Would you restate, exactly as they appear, the lines from the one containing "The component shall indicate each instance of the blue" through the end of the data below?

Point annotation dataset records
● ● ● ● ●

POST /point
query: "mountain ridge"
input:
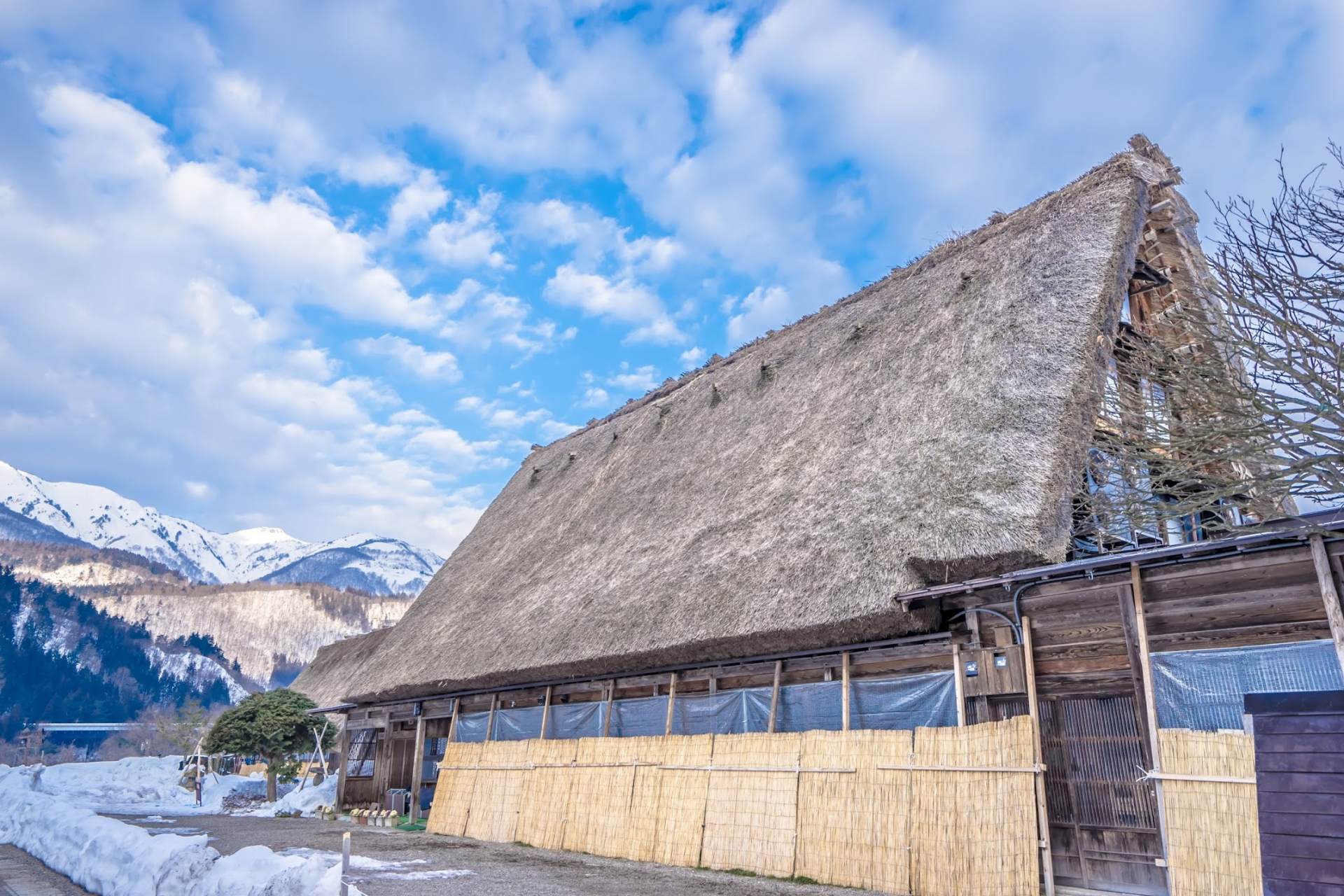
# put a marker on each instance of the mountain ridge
(35, 510)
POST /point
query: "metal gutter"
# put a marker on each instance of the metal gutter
(1280, 533)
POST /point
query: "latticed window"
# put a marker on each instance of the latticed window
(363, 747)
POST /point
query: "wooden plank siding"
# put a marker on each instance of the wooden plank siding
(1300, 792)
(1272, 597)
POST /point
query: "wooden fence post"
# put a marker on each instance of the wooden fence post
(546, 711)
(958, 685)
(1329, 596)
(452, 723)
(667, 729)
(610, 699)
(1136, 586)
(1047, 858)
(844, 685)
(419, 767)
(344, 763)
(774, 696)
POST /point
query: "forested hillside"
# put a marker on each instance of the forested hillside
(62, 660)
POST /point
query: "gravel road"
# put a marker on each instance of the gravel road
(498, 869)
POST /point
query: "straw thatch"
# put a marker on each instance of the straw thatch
(337, 669)
(929, 428)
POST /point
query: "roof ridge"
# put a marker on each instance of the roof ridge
(1142, 150)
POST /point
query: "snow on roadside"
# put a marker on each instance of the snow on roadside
(113, 859)
(305, 801)
(134, 786)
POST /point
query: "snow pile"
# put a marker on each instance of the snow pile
(305, 801)
(113, 859)
(134, 786)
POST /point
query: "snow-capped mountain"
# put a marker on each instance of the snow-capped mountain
(101, 517)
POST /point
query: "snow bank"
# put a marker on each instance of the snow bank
(134, 786)
(304, 801)
(115, 859)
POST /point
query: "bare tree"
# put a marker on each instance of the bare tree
(1224, 403)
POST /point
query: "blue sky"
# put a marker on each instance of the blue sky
(336, 266)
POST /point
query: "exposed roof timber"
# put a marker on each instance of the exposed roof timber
(1287, 532)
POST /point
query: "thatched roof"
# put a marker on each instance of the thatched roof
(337, 668)
(929, 428)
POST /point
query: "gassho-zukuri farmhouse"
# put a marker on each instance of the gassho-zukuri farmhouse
(822, 609)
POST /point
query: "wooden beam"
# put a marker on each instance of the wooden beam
(1047, 860)
(489, 719)
(667, 729)
(774, 696)
(844, 691)
(1136, 586)
(419, 767)
(958, 685)
(340, 771)
(610, 699)
(546, 711)
(1329, 596)
(1129, 626)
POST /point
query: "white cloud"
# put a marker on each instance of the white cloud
(764, 308)
(198, 491)
(410, 356)
(414, 203)
(448, 447)
(596, 237)
(556, 429)
(640, 379)
(596, 397)
(470, 239)
(691, 358)
(625, 301)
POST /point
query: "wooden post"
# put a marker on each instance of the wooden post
(344, 864)
(667, 729)
(344, 764)
(960, 687)
(546, 711)
(1129, 625)
(610, 697)
(774, 696)
(1136, 586)
(419, 767)
(1329, 596)
(844, 687)
(1047, 859)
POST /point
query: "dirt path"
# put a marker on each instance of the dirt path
(22, 875)
(496, 869)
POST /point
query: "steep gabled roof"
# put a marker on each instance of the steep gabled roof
(337, 668)
(926, 429)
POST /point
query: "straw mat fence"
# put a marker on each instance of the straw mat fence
(892, 811)
(1212, 830)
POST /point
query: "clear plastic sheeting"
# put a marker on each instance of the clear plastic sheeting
(913, 701)
(519, 723)
(470, 727)
(815, 707)
(1203, 690)
(638, 718)
(918, 701)
(575, 720)
(727, 713)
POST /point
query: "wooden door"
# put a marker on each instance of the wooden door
(1102, 820)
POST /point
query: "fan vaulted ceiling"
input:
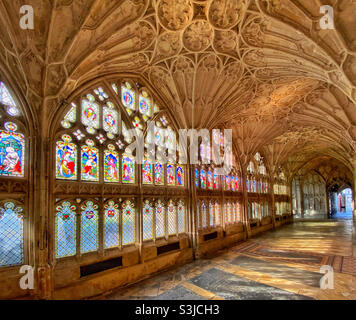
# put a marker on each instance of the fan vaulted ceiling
(266, 69)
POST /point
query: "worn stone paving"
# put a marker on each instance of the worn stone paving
(281, 264)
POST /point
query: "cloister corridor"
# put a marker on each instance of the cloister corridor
(280, 264)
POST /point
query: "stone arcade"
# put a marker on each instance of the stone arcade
(89, 219)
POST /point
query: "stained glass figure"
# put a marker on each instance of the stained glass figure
(147, 175)
(181, 217)
(89, 235)
(160, 220)
(217, 214)
(159, 174)
(111, 165)
(170, 175)
(227, 182)
(128, 223)
(90, 162)
(147, 221)
(11, 235)
(210, 180)
(180, 176)
(204, 215)
(128, 96)
(202, 179)
(65, 230)
(216, 181)
(197, 178)
(233, 185)
(90, 114)
(12, 150)
(145, 104)
(111, 225)
(172, 222)
(128, 169)
(110, 121)
(211, 214)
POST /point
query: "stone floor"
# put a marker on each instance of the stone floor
(281, 264)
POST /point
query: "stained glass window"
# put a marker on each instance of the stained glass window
(216, 181)
(160, 220)
(128, 223)
(90, 114)
(159, 174)
(65, 230)
(147, 172)
(204, 215)
(110, 120)
(211, 214)
(172, 223)
(217, 214)
(11, 234)
(89, 235)
(145, 104)
(111, 165)
(147, 220)
(170, 175)
(228, 212)
(128, 169)
(128, 96)
(197, 178)
(90, 162)
(181, 217)
(111, 225)
(12, 150)
(203, 179)
(210, 180)
(180, 176)
(227, 182)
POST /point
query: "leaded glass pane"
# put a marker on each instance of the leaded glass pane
(12, 151)
(159, 174)
(172, 224)
(211, 214)
(110, 121)
(147, 220)
(65, 230)
(11, 235)
(204, 215)
(111, 225)
(170, 175)
(217, 214)
(90, 162)
(147, 172)
(181, 217)
(89, 240)
(160, 223)
(111, 165)
(128, 224)
(180, 176)
(128, 169)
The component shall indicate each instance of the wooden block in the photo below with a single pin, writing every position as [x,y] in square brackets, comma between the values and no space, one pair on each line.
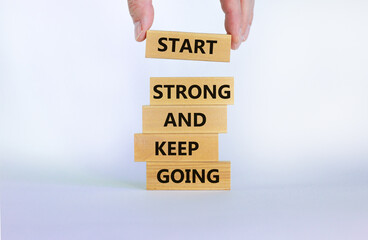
[188,46]
[191,90]
[184,119]
[188,175]
[175,147]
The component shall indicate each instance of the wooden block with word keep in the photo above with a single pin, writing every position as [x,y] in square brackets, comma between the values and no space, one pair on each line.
[188,175]
[175,147]
[188,46]
[191,90]
[184,119]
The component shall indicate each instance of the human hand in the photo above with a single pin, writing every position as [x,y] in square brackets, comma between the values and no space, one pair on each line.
[238,18]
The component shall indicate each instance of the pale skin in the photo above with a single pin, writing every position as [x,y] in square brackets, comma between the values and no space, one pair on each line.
[238,18]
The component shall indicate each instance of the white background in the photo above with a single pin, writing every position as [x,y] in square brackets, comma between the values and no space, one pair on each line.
[72,83]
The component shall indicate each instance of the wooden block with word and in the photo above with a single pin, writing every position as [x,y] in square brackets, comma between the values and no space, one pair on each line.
[184,119]
[191,90]
[188,175]
[188,46]
[175,147]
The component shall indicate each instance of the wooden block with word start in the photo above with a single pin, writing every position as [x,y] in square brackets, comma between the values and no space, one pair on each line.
[188,175]
[184,119]
[188,46]
[191,90]
[175,147]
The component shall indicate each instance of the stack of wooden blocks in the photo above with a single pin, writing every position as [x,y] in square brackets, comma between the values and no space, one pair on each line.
[181,126]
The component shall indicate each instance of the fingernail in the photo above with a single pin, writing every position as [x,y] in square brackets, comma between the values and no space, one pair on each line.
[246,33]
[137,30]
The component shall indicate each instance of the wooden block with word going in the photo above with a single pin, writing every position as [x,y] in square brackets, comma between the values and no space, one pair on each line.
[175,147]
[191,90]
[184,119]
[188,175]
[188,46]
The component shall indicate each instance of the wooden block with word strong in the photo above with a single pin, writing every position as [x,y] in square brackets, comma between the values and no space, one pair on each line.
[191,90]
[184,119]
[175,147]
[188,175]
[188,46]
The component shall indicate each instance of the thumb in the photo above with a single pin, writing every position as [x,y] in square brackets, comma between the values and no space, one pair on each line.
[142,15]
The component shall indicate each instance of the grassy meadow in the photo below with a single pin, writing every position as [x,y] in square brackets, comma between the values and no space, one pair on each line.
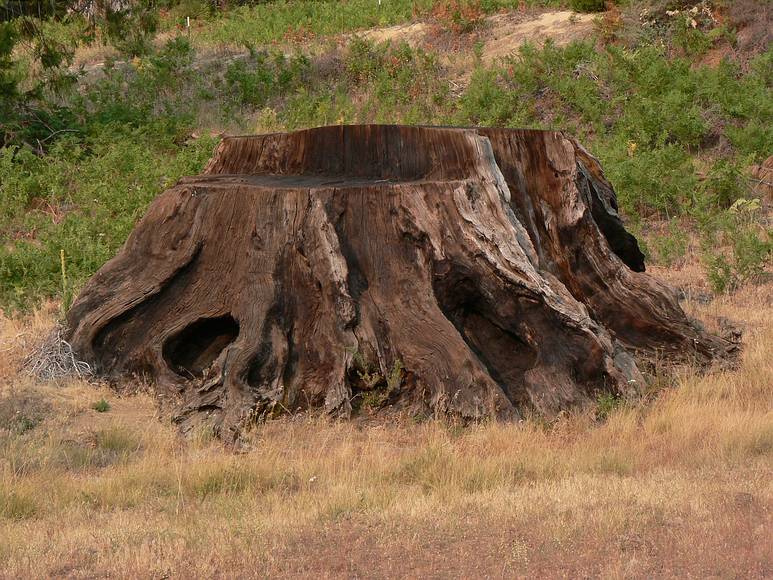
[677,485]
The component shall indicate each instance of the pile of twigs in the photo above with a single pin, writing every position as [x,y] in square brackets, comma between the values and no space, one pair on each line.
[54,359]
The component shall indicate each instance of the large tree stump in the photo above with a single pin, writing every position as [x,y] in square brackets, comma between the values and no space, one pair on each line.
[475,272]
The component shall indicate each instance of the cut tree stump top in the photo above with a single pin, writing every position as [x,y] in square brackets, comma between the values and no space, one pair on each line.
[473,272]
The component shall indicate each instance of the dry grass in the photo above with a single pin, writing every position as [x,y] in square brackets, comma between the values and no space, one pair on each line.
[679,487]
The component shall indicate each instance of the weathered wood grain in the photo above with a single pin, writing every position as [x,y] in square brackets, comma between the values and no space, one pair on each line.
[475,272]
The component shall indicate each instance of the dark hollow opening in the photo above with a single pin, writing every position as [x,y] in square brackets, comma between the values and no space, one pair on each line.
[504,354]
[192,350]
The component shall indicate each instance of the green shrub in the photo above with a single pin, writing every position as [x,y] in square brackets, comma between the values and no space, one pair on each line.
[101,406]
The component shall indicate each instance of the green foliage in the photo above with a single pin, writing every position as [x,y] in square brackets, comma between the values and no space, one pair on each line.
[671,246]
[750,246]
[80,166]
[606,404]
[101,406]
[254,81]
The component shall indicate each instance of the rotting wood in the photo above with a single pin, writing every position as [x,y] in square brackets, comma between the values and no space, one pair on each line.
[474,272]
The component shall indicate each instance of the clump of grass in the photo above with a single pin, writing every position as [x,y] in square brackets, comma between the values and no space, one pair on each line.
[16,506]
[101,406]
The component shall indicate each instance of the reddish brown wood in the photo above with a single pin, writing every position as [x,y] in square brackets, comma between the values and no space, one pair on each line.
[475,272]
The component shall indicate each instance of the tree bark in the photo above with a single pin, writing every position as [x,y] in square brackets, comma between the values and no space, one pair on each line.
[474,272]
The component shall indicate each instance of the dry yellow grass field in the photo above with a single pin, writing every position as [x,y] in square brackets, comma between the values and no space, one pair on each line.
[678,486]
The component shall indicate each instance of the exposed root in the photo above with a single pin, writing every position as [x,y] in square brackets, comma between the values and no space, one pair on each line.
[54,359]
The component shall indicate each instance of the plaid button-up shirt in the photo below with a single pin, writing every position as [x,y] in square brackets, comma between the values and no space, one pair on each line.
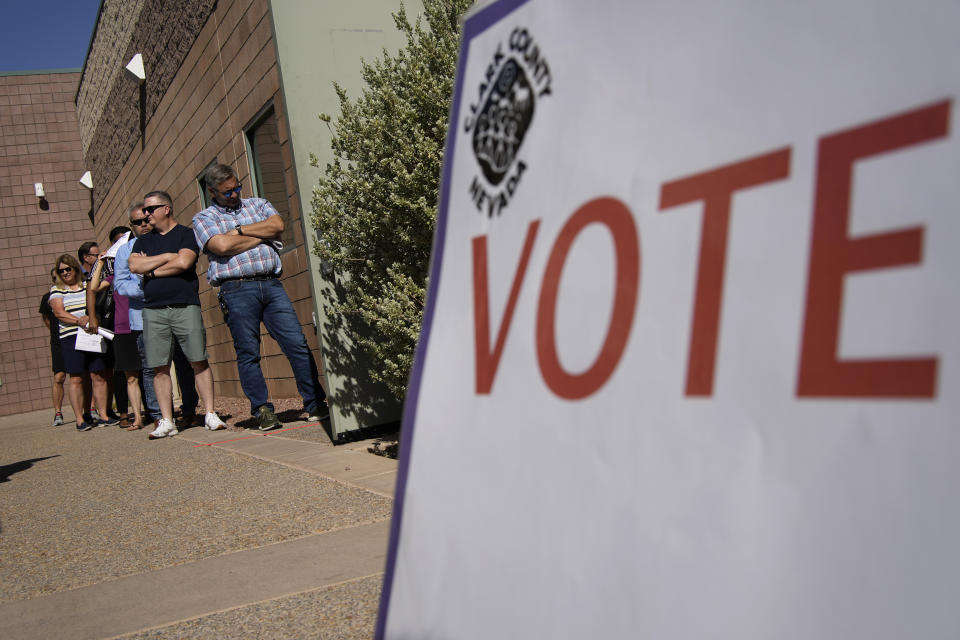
[263,259]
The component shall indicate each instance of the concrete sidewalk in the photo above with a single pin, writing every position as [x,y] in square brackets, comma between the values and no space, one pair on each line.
[206,534]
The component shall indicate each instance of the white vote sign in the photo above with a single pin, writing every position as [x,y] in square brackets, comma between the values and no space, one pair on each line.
[689,366]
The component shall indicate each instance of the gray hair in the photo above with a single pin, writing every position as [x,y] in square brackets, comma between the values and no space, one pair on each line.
[216,174]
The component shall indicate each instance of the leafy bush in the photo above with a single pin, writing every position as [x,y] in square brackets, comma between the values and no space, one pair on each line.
[376,205]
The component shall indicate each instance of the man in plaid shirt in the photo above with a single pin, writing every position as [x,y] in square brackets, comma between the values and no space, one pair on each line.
[241,238]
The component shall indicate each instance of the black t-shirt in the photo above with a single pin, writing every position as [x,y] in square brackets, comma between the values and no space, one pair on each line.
[182,288]
[54,323]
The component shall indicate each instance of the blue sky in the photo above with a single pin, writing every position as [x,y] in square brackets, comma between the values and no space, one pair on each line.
[45,34]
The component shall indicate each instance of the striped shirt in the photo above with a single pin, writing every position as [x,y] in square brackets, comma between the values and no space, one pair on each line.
[75,302]
[263,259]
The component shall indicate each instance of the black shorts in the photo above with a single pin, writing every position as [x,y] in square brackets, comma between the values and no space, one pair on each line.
[56,356]
[126,357]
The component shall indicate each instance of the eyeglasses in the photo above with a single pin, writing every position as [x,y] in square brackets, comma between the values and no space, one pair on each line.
[231,192]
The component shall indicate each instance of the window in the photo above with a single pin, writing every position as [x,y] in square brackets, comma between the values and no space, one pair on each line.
[266,168]
[205,198]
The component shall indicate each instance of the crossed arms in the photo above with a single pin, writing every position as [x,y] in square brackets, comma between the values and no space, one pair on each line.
[163,264]
[232,243]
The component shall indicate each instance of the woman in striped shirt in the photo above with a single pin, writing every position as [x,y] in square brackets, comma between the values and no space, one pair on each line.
[68,299]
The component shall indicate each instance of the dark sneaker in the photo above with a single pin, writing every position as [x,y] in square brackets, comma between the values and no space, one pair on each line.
[318,412]
[268,419]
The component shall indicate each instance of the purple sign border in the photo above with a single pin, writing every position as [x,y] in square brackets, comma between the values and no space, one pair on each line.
[473,26]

● ● ● ● ●

Right answer:
The component shall indicate each instance of the blue sky in the photo above with a single pin, writing every position as [x,y] in square brackets, comma between the values and no space, one pair on each line.
[45,34]
The component shall indicate each instance of the striped shirt in the photo above with a single pin, writing every position as [x,y] in square brackets, comma between the values and no space, one pair on each line.
[75,302]
[263,259]
The component shall indicate each instance of the black shorts in the photo above with a single pin, writing every position as [x,y] in square brackets, comma between the values and no space, one pair on each line.
[56,356]
[126,357]
The component shall indicate each instance of the eyeglasses in the photo above with a single pin, writing every position as [x,y] in square brackets, comma between the values and no space, one pair on each line.
[231,192]
The component shall indicate each instance of the window in the photo above with a single pin, writing every position as [x,y] in square brackets, comma between the values and no space, one pair on each line.
[266,168]
[205,198]
The component shall indicate each instance of the crossed arms in the photo above with a single pin, writing every position as [x,y] in square brackets, comma between the values and no space, one pair on each line.
[163,264]
[232,243]
The component shall indicate each instance of the woman in striped shirt in the photo above with a single pin, writing every position as [x,y] in square brackets, comma between the values and no space, one pair on each line.
[68,299]
The component shall indicate each instance of the dark sneaker in the photo above with a single pin, writing every position as [x,y] in square brackets, comma between the values and no space, one pair on each line.
[318,412]
[268,419]
The component shall indicate each instance of the purple sign border in the photo above with a single pin, writing every position as [x,y] in square brackets, comma between the values and no space, one pair on each line.
[473,26]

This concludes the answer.